All the lines below need to be transcribed exactly. Pictures get left out.

[Region pointing data]

★ ★ ★

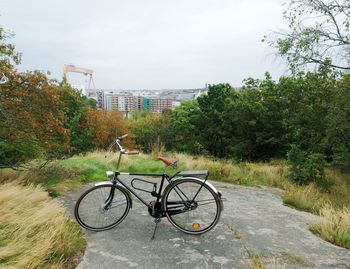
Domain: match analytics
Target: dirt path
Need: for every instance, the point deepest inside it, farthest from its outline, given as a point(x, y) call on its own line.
point(254, 222)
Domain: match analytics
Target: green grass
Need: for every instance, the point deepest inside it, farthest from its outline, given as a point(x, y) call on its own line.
point(60, 177)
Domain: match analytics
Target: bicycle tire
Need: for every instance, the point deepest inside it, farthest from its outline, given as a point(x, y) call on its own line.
point(90, 211)
point(200, 219)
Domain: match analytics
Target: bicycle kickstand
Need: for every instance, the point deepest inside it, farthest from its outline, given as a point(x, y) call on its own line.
point(155, 228)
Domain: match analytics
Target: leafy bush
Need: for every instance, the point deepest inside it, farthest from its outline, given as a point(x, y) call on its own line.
point(306, 167)
point(341, 158)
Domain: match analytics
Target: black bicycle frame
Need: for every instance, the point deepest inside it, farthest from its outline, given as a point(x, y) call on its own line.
point(159, 193)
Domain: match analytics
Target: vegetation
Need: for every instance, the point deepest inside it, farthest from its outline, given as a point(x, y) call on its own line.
point(318, 34)
point(334, 226)
point(237, 134)
point(41, 118)
point(34, 232)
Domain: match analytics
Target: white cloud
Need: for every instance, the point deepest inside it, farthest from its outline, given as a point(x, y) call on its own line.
point(147, 44)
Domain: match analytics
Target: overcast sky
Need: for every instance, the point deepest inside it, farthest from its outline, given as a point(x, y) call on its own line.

★ ★ ★

→ Response
Domain: match analytics
Target: dirt path
Need: for every instance, the point deepest inside it, farthest from its outline, given as a point(x, y) call on its own line.
point(254, 222)
Domain: match analytics
Target: green grass
Need: for every instance, the point deepest inside it, farthest from its outline, given as a point(x, y) call on its own line.
point(60, 177)
Domain: match analytics
Target: bicycle tire
Need: for every instance, the point deepest inside it, farthest from its outline, given as a point(x, y) call on its own line.
point(90, 211)
point(200, 219)
Domain: match analytics
Target: bicycle kickstand
Need: for every instance, the point deepest inside it, farthest from its outline, given as a point(x, y) call on its own line.
point(155, 228)
Domain: match analytics
Target: leafy bush
Need: for every instance, the point deepest inside it, farthest from its outline, given as a point(x, y) call on its own line.
point(306, 167)
point(341, 158)
Domain: match analytics
Target: black bicycle frame
Need: for every instance, the point deepest inside it, farthest from its outline, given as a point(x, y) call on its own line.
point(159, 193)
Domain: match analytics
Target: vegetation
Need: for every instance, the point deepest inside it, farthest from its outline, given as a point(x, y) call on its own line.
point(318, 34)
point(334, 226)
point(237, 134)
point(41, 118)
point(34, 232)
Domain: match analytics
Target: white cloud
Need: for every instance, the point deepest inside it, farthest from its outline, given as a point(x, y) call on its own line.
point(147, 44)
Domain: match analytics
Target: overcast sky
Need: for every instance, the point deepest inside it, farthest from its outline, given as a point(x, y) call on its own line.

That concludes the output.